[Photo-based referring expression data]
···
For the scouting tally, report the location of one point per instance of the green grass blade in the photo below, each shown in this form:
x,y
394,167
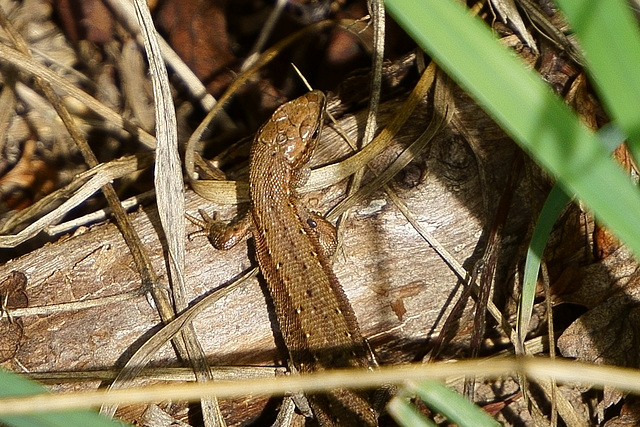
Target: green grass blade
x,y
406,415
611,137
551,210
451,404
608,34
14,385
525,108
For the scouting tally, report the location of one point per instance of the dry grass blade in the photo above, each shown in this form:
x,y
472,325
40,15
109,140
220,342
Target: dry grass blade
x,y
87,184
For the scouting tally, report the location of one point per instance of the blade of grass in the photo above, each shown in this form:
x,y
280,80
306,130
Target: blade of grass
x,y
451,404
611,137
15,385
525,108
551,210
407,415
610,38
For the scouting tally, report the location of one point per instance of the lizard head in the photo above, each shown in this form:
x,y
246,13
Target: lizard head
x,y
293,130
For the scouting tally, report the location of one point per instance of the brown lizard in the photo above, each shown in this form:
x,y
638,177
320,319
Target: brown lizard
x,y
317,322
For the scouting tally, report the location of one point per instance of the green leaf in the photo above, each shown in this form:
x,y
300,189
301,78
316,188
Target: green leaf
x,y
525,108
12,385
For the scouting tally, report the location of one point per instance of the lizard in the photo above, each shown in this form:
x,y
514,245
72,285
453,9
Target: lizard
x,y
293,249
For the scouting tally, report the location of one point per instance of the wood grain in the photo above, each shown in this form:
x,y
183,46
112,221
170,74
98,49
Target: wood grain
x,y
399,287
···
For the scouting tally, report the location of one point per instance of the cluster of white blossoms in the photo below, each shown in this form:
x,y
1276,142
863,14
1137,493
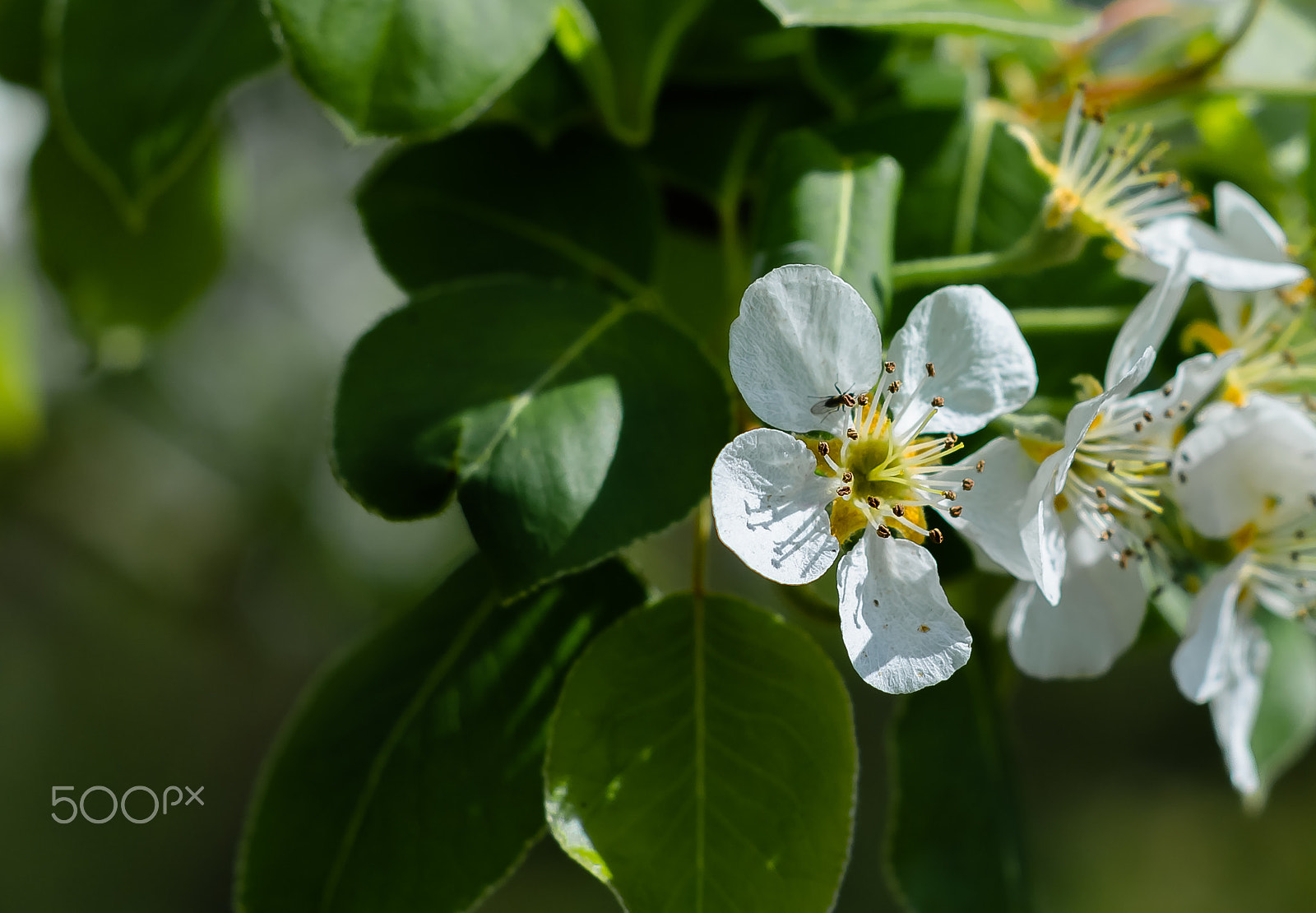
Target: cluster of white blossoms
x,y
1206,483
···
*WORK REQUEST*.
From the entries, copy every line in which the string "report" can be found.

*RESPONSE TO THIS EXERCISE*.
For the scouting tally, report the location of one point per instance of the green grass blade in the photo below, each shown in this form:
For the scouting tally, report the location of one point per instance of the dry grass blade in the photo above, each shown in this form:
For the scouting tally, report the location of one point per instance of the blade of grass in the photo above, each shown in this form:
For the scouting tally, report the location of one point per instance of the lizard head in the photo above, each shown in this form:
For the scouting tally, report the location of one point per instance of the brown lizard in the photo above, each shown in this form:
For the scouting tally, report the location of one point per instance of the green leaf in the photo above, each shown in this form:
For the scouting tally, report the location of one point per instance of the lizard in the photo above, each shown in this form:
For the scouting tally, report the location of one point per instance of the wood grain in the photo above, each shown in this form:
For the scouting tally, report the location of one point per instance of the cluster of white blossoms in the photo below, each shown in this form:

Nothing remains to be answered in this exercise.